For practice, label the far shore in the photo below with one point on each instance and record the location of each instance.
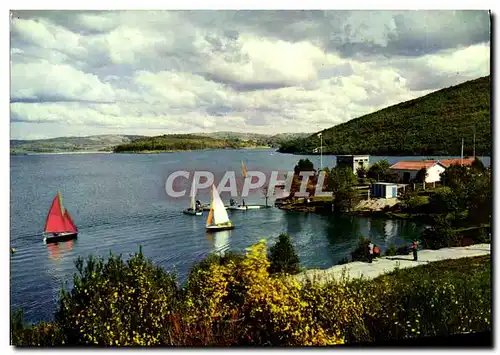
(63, 153)
(386, 264)
(135, 152)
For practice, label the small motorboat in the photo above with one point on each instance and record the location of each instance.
(59, 225)
(218, 219)
(195, 209)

§ DIRECTION:
Can you write out the whole listing above again, requests included, but with each point coordinate in the answers offset by 61? Leave the pictures out.

§ THE RESPONSE:
For practice, label the far shore in the photo below with one point on each instance and record the location of each instance.
(124, 214)
(447, 325)
(196, 213)
For practice, label the small motorboat in the photo above with one point on each instance and record the location of each instance.
(120, 286)
(279, 280)
(256, 270)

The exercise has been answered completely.